--- Begin INPUT FOR THIS TASK ---

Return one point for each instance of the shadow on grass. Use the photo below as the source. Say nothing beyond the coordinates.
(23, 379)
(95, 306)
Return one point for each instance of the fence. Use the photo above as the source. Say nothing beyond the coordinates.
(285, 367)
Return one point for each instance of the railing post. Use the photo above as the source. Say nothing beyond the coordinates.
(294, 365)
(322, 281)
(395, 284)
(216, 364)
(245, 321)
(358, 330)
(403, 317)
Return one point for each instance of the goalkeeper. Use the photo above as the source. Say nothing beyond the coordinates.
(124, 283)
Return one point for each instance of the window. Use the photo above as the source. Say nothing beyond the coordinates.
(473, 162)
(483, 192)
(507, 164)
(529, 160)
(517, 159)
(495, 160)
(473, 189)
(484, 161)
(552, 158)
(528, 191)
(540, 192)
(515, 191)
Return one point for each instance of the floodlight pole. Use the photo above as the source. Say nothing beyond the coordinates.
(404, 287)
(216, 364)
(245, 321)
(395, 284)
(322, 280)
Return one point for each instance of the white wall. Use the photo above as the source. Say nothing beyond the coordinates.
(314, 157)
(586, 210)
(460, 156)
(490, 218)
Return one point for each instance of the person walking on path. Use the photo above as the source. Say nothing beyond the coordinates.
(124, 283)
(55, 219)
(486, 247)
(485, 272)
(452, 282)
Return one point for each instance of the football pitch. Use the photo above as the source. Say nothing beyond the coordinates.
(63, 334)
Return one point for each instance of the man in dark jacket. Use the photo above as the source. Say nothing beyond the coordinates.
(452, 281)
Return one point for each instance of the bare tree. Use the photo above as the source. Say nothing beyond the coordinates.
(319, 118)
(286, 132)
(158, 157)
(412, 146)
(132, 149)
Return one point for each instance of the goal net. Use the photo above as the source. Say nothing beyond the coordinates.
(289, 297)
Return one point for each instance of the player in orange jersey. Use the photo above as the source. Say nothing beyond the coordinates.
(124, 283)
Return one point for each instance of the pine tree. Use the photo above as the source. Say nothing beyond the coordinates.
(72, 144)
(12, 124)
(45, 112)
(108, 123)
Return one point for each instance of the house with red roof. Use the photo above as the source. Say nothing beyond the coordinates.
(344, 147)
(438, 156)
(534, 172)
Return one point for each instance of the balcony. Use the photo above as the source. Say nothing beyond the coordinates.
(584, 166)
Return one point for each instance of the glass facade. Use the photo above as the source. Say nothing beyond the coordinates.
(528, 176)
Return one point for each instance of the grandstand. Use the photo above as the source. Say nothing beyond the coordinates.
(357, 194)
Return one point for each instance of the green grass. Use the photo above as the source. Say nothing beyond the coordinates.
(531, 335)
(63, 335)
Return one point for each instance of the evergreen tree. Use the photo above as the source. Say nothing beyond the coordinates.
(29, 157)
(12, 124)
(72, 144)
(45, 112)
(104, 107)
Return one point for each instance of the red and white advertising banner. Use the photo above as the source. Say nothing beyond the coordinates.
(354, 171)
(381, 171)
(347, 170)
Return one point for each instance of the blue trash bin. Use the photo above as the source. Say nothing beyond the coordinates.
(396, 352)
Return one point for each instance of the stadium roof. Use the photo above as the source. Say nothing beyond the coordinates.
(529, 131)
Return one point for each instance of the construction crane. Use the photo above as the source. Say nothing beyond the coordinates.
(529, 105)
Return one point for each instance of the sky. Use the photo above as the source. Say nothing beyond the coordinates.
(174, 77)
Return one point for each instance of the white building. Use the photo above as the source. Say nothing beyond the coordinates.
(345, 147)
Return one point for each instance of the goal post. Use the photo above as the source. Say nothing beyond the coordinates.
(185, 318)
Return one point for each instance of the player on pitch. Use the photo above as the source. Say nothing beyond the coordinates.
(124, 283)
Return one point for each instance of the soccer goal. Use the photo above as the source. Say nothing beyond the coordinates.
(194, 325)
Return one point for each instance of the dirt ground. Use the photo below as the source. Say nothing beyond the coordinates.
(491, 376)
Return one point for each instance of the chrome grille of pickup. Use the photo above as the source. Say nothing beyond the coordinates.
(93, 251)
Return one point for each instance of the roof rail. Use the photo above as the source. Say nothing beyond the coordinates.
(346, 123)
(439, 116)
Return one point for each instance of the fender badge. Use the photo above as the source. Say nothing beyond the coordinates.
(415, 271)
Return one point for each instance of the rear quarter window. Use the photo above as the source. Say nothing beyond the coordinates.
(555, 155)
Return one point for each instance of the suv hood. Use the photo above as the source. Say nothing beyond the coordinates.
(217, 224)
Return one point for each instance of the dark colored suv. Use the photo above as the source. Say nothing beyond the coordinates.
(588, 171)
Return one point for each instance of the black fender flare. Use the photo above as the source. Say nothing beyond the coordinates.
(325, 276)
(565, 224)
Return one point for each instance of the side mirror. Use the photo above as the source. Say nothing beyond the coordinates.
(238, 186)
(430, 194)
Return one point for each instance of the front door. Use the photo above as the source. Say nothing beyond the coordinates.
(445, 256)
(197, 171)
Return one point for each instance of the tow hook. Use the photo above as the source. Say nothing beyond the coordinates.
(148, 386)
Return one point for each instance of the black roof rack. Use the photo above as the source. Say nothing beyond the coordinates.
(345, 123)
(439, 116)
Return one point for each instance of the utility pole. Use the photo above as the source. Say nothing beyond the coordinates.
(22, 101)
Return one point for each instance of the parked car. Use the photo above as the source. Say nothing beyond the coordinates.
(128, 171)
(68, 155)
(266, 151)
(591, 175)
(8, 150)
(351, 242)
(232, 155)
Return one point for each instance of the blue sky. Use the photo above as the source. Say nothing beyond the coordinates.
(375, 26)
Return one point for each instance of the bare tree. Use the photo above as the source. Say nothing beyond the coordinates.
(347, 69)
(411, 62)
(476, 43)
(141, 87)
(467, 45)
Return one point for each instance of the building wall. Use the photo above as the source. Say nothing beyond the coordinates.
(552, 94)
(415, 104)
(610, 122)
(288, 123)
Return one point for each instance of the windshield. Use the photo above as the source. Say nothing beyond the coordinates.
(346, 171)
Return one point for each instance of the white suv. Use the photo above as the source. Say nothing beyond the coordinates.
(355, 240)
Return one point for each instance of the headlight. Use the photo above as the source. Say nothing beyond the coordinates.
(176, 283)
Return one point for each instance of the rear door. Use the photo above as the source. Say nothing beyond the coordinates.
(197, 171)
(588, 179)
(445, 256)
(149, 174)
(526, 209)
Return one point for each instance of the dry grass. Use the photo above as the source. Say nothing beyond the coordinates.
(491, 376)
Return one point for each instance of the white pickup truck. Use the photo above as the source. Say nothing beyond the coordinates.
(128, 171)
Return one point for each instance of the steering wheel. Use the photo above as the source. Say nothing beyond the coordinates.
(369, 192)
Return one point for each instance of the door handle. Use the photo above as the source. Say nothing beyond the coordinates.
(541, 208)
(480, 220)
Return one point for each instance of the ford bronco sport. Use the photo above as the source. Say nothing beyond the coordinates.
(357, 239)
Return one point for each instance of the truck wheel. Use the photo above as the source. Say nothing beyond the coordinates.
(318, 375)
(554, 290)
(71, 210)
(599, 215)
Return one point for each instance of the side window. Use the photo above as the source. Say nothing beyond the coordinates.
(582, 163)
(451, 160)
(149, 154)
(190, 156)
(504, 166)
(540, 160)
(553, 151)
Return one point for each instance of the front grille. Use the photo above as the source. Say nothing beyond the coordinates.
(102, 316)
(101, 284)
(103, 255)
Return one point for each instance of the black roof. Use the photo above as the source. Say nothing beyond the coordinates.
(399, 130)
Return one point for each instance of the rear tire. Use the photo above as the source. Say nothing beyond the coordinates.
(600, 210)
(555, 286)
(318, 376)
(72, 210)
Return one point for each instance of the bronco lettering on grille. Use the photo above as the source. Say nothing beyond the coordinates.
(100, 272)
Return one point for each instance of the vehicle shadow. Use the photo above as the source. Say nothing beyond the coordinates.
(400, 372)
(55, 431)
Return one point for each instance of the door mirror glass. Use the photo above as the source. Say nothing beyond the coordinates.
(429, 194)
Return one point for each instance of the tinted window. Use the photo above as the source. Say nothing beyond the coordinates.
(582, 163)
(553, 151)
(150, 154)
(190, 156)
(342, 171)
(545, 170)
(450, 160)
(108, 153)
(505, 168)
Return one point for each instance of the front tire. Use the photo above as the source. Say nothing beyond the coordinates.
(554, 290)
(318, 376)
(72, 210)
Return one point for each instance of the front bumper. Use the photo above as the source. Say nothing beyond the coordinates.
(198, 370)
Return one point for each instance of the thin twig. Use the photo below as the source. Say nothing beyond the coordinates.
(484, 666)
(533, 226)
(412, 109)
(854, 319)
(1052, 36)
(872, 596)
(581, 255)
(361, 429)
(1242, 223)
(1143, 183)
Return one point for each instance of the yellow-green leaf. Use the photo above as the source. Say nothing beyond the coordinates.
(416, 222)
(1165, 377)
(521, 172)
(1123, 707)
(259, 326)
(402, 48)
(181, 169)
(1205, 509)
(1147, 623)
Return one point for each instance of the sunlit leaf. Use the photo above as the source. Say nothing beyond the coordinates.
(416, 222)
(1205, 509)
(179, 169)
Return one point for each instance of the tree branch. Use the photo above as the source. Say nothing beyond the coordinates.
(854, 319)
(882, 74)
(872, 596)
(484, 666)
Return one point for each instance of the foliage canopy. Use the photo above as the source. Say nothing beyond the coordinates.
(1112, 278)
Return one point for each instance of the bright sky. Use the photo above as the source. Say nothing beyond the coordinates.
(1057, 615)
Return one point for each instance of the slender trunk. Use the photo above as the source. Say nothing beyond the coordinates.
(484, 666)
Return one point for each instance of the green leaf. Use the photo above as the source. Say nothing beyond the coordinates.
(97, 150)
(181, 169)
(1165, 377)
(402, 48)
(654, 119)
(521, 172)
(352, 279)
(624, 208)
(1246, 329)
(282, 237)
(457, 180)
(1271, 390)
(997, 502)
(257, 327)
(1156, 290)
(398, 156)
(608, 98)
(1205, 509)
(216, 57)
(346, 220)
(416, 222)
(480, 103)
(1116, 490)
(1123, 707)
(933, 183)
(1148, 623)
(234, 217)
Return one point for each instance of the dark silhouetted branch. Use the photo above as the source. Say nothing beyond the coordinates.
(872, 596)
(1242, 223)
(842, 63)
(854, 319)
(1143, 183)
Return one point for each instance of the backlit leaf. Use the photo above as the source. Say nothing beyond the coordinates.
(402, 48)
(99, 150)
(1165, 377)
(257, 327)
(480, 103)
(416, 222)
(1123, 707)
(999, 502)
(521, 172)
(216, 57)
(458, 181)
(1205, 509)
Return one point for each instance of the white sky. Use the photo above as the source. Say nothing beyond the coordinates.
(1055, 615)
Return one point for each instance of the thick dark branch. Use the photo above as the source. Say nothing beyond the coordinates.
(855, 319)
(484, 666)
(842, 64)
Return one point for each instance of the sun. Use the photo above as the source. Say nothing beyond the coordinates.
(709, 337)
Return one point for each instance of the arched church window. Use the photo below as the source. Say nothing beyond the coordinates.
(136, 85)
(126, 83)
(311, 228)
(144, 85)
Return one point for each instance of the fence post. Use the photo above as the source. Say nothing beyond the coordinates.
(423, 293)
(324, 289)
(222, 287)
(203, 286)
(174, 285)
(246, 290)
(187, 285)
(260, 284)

--- End INPUT FOR THIS TASK ---

PROBLEM TO WORK ON => Rewrite every line in the stretch from the one containing "Return one point for each instance of the thick" through the last line above, raising each coordinate by 48 and leaving everything else unchanged.

COMPLETED EXERCISE =>
Return one point for each instance of the thick dark branch. Use the photo above as the source. Say nothing beyond the coordinates.
(903, 367)
(532, 714)
(890, 112)
Return one point for each instance of the sun. Use the photo above as the source. Say nothing beyond the coordinates.
(757, 385)
Return one point for each instance of the arched church window. Use the photo below as the source. Say nothing beyond the coordinates.
(184, 133)
(174, 131)
(359, 276)
(192, 133)
Return one point for each instance of the fence post. Use the photo above as the source. Say nothing beyond the coordinates.
(471, 341)
(372, 337)
(270, 335)
(251, 334)
(222, 333)
(294, 338)
(235, 333)
(308, 332)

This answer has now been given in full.